TAREAS DEL EJERCICIO:
(a) Según el texto sobre los psiquiátricos penitenciarios, ¿cuántos de los seis psiquiatras previstos en la relación de puestos de trabajo de Sevilla quedan?
(b) Indica si cada afirmación concuerda con el texto sobre los psiquiátricos penitenciarios, respondiendo sí o no y citando literalmente las palabras que lo deciden: (i) En Italia se apuesta por centros pequeños que dependen del sistema penitenciario. (ii) En Alicante hay un titular y dos interinas de los cinco profesionales previstos. (iii) Cuando faltan guardias, se restringen las visitas de familiares.
(c) Prosigue el texto sobre los psiquiátricos penitenciarios a partir de su última frase.

Para el psiquiatra Andrés López Pardo, que trabaja en la Fundación Pública Andaluza para la Integración Social de Personas con Enfermedad Mental (Faisem), otro modelo de referencia es Italia, donde se apuesta por centros pequeños, descentralizados y dependientes del sistema de salud, no del penitenciario. «Rehabilitar a una persona con un trastorno mental grave dentro de una prisión es como enseñar a alguien a jugar al fútbol dentro de un ascensor», señala.

Psiquiátricos sin psiquiatras

«Somos un almacén de enfermos mentales», lamenta Arturo, que en sus casi dos décadas como vigilante ha visto el «deterioro» del establecimiento sevillano. «¿Cómo puede haber un psiquiátrico sin psiquiatras?», se quejan a coro los dos sindicalistas. En Sevilla, de los seis profesionales previstos en la relación de puestos de trabajo, solo queda uno -«Está haciendo un esfuerzo titánico y cualquier día se va a romper»- y en Alicante, un titular y dos interinas, de cinco. La falta de personal, sostienen, afecta también a los funcionarios del área de vigilancia -la más numerosa y presente por turnos que cubren las 24 horas del día-, medicina general, enfermería, terapia, lavandería o fontanería.

Esa escasez de medios humanos repercute de múltiples formas en la rutina de esos lugares. «Cuando se sienten abandonados, los internos están intranquilos», explica el trabajador de Fontcalent. Si no hay guardias suficientes, hay que restringir las visitas de familiares y, cuando el psiquiatra no da abasto para cumplimentar los informes solicitados por los juzgados de Vigilancia Penitenciaria, los pacientes que progresan no pueden acceder a salidas o permisos. «A veces da la sensación de que los tenemos secuestrados», lamenta el sevillano.

Entradas de datos guardadas:
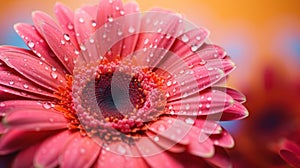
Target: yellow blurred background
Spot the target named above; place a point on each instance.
(263, 38)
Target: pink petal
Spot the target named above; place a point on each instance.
(200, 144)
(236, 95)
(10, 142)
(224, 139)
(189, 42)
(50, 150)
(235, 112)
(35, 119)
(210, 51)
(158, 29)
(32, 68)
(85, 36)
(121, 153)
(190, 80)
(37, 44)
(107, 159)
(25, 157)
(92, 10)
(10, 93)
(154, 155)
(107, 13)
(63, 48)
(174, 130)
(204, 103)
(165, 143)
(220, 158)
(208, 126)
(18, 82)
(83, 29)
(80, 152)
(129, 42)
(65, 17)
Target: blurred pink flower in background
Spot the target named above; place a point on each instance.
(48, 103)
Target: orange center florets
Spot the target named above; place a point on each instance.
(116, 98)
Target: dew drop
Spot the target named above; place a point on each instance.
(120, 33)
(81, 20)
(187, 106)
(189, 121)
(66, 37)
(169, 83)
(92, 40)
(25, 86)
(194, 48)
(82, 47)
(110, 19)
(70, 26)
(202, 62)
(47, 106)
(51, 120)
(94, 23)
(156, 138)
(159, 30)
(54, 75)
(30, 44)
(161, 128)
(185, 38)
(121, 150)
(131, 29)
(62, 42)
(146, 41)
(2, 104)
(82, 150)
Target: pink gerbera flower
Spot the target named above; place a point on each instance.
(110, 86)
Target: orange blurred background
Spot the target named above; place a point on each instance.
(263, 38)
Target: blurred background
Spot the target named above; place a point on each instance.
(263, 39)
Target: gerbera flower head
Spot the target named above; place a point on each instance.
(108, 84)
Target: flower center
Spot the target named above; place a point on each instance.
(115, 101)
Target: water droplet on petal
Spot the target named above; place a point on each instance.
(2, 104)
(156, 138)
(161, 128)
(66, 37)
(131, 29)
(62, 42)
(185, 38)
(82, 150)
(146, 41)
(82, 47)
(54, 75)
(189, 121)
(121, 150)
(47, 106)
(110, 19)
(94, 23)
(194, 48)
(70, 26)
(169, 83)
(25, 86)
(81, 20)
(30, 44)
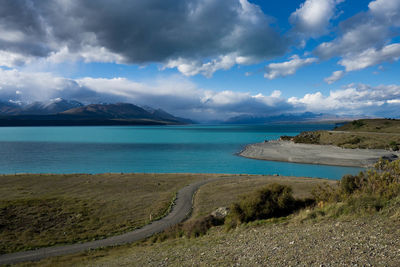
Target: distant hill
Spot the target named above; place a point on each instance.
(372, 125)
(288, 118)
(8, 108)
(63, 112)
(52, 107)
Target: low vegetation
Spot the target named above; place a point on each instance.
(372, 125)
(358, 220)
(365, 134)
(44, 210)
(272, 201)
(353, 196)
(362, 194)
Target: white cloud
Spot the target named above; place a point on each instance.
(313, 16)
(175, 94)
(386, 10)
(180, 96)
(353, 99)
(275, 70)
(336, 75)
(371, 57)
(364, 38)
(194, 36)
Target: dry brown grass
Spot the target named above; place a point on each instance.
(43, 210)
(359, 140)
(223, 193)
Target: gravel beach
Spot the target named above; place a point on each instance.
(315, 154)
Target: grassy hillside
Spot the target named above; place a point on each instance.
(356, 222)
(43, 210)
(372, 125)
(371, 134)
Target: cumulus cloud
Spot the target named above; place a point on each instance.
(175, 94)
(336, 75)
(357, 99)
(363, 39)
(275, 70)
(194, 36)
(313, 16)
(371, 57)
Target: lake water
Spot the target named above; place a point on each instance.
(154, 149)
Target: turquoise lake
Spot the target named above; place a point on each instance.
(150, 149)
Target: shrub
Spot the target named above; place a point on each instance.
(274, 200)
(199, 227)
(308, 138)
(358, 123)
(393, 146)
(366, 192)
(351, 183)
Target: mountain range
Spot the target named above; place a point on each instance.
(288, 118)
(70, 112)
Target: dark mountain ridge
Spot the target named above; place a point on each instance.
(60, 113)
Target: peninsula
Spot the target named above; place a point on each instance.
(359, 143)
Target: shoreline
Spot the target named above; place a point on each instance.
(287, 151)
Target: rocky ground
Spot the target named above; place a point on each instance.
(315, 154)
(371, 241)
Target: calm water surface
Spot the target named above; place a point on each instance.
(158, 149)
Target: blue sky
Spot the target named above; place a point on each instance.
(206, 59)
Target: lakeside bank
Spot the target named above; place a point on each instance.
(288, 151)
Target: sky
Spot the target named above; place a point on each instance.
(205, 59)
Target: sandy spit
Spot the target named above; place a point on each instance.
(315, 154)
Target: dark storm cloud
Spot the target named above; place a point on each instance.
(22, 29)
(141, 31)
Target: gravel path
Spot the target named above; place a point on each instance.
(315, 154)
(359, 242)
(180, 211)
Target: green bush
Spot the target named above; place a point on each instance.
(308, 138)
(358, 123)
(274, 200)
(393, 146)
(199, 227)
(366, 192)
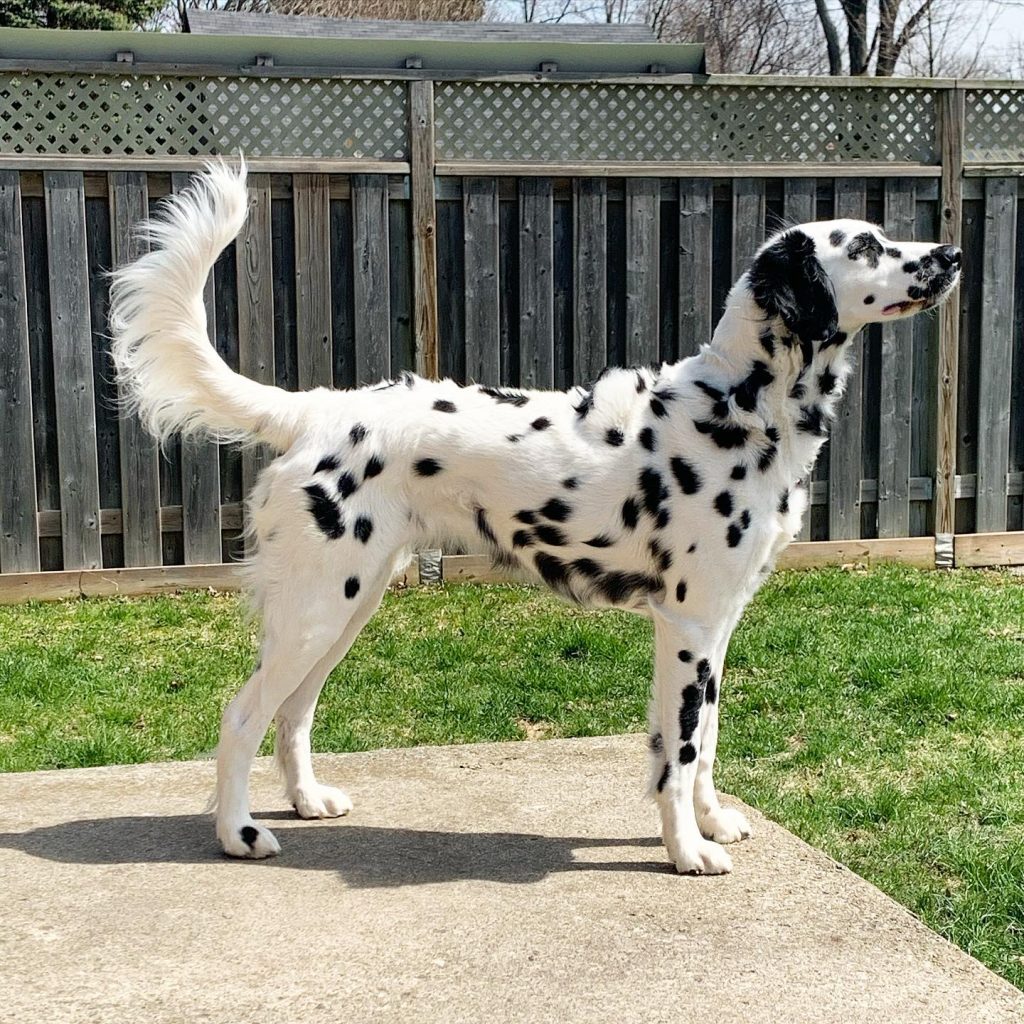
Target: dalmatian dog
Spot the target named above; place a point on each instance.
(666, 491)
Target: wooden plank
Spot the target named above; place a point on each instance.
(537, 339)
(72, 337)
(19, 587)
(748, 221)
(988, 549)
(255, 286)
(482, 323)
(896, 394)
(18, 541)
(200, 463)
(951, 143)
(695, 207)
(311, 202)
(139, 451)
(421, 138)
(845, 455)
(799, 207)
(996, 342)
(590, 282)
(371, 279)
(642, 251)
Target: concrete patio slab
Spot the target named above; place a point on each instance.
(495, 883)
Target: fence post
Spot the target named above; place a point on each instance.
(951, 144)
(421, 187)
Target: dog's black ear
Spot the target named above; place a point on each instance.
(787, 281)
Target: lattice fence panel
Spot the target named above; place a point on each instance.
(567, 123)
(993, 126)
(154, 116)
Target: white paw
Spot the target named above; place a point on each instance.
(725, 824)
(701, 857)
(321, 802)
(248, 840)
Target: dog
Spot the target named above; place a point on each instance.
(668, 492)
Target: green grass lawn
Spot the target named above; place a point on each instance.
(880, 715)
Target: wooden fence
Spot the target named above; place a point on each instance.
(519, 229)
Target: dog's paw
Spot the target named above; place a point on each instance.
(248, 840)
(321, 802)
(725, 824)
(701, 857)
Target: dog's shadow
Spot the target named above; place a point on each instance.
(363, 856)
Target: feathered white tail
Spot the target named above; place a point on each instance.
(167, 367)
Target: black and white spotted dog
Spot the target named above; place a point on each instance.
(667, 492)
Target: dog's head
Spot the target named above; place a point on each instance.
(841, 274)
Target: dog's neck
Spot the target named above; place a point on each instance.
(774, 382)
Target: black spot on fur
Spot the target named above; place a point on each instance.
(631, 514)
(787, 281)
(550, 535)
(865, 245)
(505, 397)
(686, 476)
(689, 713)
(653, 492)
(552, 569)
(556, 510)
(325, 512)
(364, 528)
(346, 484)
(427, 467)
(724, 435)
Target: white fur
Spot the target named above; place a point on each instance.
(498, 463)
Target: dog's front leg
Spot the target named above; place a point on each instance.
(683, 648)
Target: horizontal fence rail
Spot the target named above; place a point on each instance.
(500, 230)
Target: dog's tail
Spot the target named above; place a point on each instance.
(166, 365)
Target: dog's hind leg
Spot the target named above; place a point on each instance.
(294, 721)
(683, 647)
(303, 619)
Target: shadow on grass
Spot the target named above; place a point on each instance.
(364, 856)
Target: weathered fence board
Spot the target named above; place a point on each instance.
(844, 446)
(139, 466)
(482, 323)
(896, 382)
(18, 542)
(537, 339)
(591, 281)
(76, 422)
(996, 353)
(372, 291)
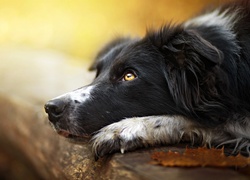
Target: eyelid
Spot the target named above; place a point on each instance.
(129, 71)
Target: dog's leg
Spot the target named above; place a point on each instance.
(132, 133)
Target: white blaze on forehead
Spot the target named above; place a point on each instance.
(79, 95)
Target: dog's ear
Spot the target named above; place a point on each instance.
(189, 48)
(192, 66)
(106, 49)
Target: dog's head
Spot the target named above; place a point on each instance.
(158, 74)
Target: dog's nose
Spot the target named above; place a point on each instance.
(55, 108)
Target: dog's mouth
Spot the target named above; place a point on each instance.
(69, 135)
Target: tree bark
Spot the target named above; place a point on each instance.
(30, 149)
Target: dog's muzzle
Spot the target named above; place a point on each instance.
(55, 109)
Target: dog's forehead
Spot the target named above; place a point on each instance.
(116, 52)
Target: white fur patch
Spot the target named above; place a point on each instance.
(143, 131)
(215, 18)
(79, 95)
(132, 133)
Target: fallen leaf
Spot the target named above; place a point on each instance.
(199, 157)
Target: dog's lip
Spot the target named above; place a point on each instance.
(67, 134)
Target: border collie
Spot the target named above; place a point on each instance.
(187, 82)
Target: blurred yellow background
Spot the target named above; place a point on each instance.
(80, 27)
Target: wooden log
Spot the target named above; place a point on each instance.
(30, 149)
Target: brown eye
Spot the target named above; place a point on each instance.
(129, 76)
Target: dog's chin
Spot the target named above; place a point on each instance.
(72, 137)
(81, 138)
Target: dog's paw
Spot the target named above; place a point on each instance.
(121, 136)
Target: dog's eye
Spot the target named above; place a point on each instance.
(129, 76)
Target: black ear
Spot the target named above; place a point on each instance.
(192, 68)
(107, 48)
(189, 48)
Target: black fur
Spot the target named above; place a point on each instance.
(201, 72)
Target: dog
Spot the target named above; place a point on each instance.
(188, 82)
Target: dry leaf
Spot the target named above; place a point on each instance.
(199, 157)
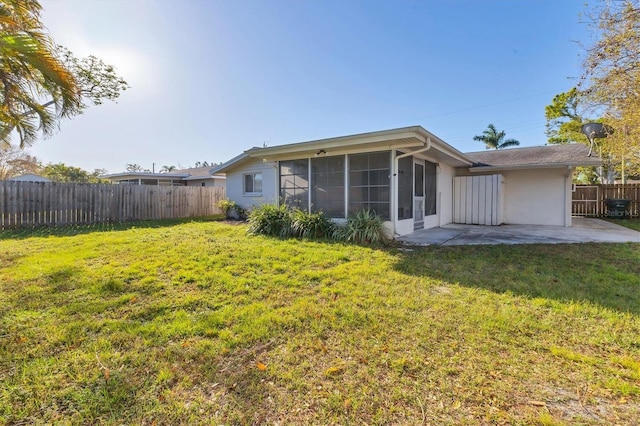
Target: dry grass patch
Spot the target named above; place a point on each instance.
(196, 323)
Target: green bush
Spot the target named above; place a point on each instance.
(269, 219)
(364, 227)
(311, 225)
(231, 210)
(280, 221)
(227, 206)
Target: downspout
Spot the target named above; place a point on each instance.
(567, 200)
(395, 175)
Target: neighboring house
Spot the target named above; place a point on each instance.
(30, 177)
(198, 176)
(411, 178)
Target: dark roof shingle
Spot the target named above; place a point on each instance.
(549, 155)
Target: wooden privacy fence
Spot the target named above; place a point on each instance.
(589, 200)
(58, 204)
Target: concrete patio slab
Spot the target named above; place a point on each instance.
(583, 230)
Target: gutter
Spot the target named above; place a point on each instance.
(477, 169)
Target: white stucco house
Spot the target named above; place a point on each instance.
(196, 176)
(411, 178)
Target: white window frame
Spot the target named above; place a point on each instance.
(253, 178)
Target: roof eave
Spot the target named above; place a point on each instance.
(478, 169)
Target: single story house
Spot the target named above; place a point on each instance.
(197, 176)
(411, 178)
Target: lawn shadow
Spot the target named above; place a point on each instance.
(71, 230)
(606, 275)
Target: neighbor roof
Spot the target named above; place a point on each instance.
(548, 156)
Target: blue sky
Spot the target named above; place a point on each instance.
(210, 79)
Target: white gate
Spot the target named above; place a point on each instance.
(478, 200)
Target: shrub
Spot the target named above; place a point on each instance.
(269, 219)
(227, 206)
(231, 210)
(311, 225)
(364, 227)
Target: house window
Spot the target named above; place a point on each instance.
(430, 188)
(294, 183)
(327, 179)
(252, 183)
(369, 183)
(405, 183)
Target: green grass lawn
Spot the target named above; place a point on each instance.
(629, 223)
(197, 323)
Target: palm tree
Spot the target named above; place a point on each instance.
(494, 139)
(36, 89)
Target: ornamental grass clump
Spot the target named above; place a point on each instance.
(311, 225)
(363, 227)
(272, 220)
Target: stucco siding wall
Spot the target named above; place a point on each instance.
(234, 184)
(536, 197)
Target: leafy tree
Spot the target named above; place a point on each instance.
(41, 83)
(15, 162)
(134, 168)
(564, 125)
(62, 173)
(494, 139)
(564, 118)
(611, 77)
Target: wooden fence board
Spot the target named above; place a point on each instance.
(27, 204)
(590, 200)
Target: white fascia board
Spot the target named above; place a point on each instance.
(385, 139)
(533, 166)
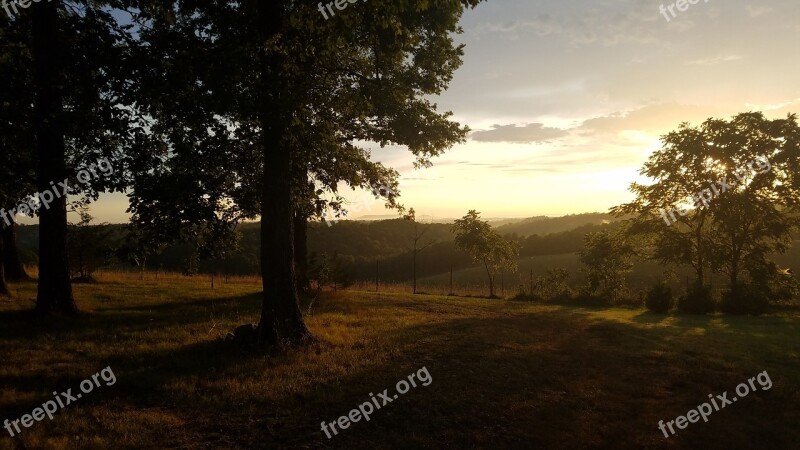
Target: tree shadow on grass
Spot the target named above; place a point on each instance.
(651, 317)
(551, 379)
(25, 324)
(542, 380)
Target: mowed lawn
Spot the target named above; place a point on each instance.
(505, 374)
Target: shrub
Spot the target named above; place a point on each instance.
(659, 298)
(697, 300)
(742, 299)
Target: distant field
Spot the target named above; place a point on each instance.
(643, 275)
(505, 374)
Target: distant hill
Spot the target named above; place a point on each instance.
(543, 225)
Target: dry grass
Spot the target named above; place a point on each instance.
(505, 374)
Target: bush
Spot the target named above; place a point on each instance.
(697, 300)
(659, 298)
(742, 299)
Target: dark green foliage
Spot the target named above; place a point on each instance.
(659, 298)
(697, 300)
(744, 299)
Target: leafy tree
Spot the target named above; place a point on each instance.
(87, 246)
(709, 205)
(485, 245)
(270, 90)
(607, 257)
(70, 56)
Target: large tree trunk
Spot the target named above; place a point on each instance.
(281, 320)
(13, 265)
(55, 289)
(3, 287)
(301, 252)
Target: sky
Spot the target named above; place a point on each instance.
(567, 98)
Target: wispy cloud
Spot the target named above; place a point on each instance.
(714, 61)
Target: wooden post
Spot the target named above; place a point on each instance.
(451, 278)
(531, 282)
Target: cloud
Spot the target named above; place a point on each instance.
(713, 61)
(654, 119)
(758, 11)
(519, 134)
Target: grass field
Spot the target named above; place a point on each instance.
(505, 374)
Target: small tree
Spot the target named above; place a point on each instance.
(485, 245)
(418, 234)
(607, 258)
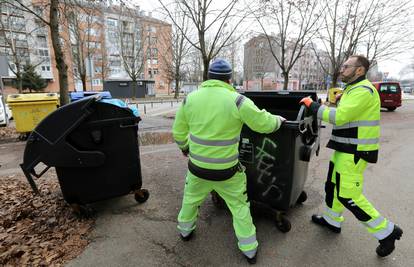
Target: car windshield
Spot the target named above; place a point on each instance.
(389, 88)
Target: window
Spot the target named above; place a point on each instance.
(45, 68)
(111, 22)
(94, 45)
(43, 52)
(154, 52)
(94, 32)
(153, 40)
(41, 41)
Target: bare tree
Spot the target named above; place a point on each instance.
(177, 50)
(14, 48)
(214, 26)
(372, 27)
(295, 23)
(15, 41)
(85, 33)
(132, 44)
(52, 22)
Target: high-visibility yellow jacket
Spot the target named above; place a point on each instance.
(356, 121)
(210, 120)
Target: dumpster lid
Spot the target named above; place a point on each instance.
(79, 95)
(14, 98)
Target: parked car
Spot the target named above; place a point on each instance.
(390, 94)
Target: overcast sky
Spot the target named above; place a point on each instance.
(391, 66)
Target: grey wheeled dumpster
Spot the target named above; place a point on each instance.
(277, 163)
(94, 149)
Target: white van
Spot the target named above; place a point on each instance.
(4, 119)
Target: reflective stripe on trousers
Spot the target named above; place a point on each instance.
(186, 228)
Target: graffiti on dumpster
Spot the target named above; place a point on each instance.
(265, 163)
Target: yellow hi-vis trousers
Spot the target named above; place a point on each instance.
(234, 193)
(344, 189)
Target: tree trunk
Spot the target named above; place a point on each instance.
(285, 80)
(57, 48)
(335, 78)
(206, 63)
(177, 90)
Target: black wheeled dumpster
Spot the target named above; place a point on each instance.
(94, 149)
(277, 163)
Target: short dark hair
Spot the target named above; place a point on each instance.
(363, 61)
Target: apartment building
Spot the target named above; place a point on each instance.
(101, 42)
(261, 71)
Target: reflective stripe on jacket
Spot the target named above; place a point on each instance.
(210, 120)
(356, 121)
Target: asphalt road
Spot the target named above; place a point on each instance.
(131, 234)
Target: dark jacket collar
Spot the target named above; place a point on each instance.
(360, 78)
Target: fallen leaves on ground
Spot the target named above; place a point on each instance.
(38, 230)
(8, 133)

RESPUESTAS EN ORDEN:
(a) Solo queda uno.

(b) (i) No: «dependientes del sistema de salud, no del penitenciario». (ii) Sí: «en Alicante, un titular y dos interinas, de cinco». (iii) Sí: «Si no hay guardias suficientes, hay que restringir las visitas de familiares».

(c)
El hospital andaluz, con 77 celdas previstas para 124 internos -las 28 habitaciones del módulo de agudos son individuales-, ha llegado a albergar a 183 en cuartos de hasta cinco camas. Ahora son 'solo' 163. El centro valenciano, con un módulo de mujeres, dispone habitualmente de 385 celdas, pero el cierre de uno de los módulos por obras ha obligado a reagrupar a los 292 residentes.

Y uno de los problemas más graves de estos establecimientos es, precisamente, la heterogeneidad de sus 'inquilinos'. Por un lado, hay internos de difícil recuperación, con discapacidad mental severa, muy deteriorados o seniles. «En una prisión normal, a los 70 años les dan el tercer grado o la libertad condicional por motivos humanitarios. Aquí tenemos en el módulo de enfermería a diez ancianos impedidos. No tienen familia y ninguna residencia quiere hacerse cargo de ellos», afirma el funcionario de Fontcalent.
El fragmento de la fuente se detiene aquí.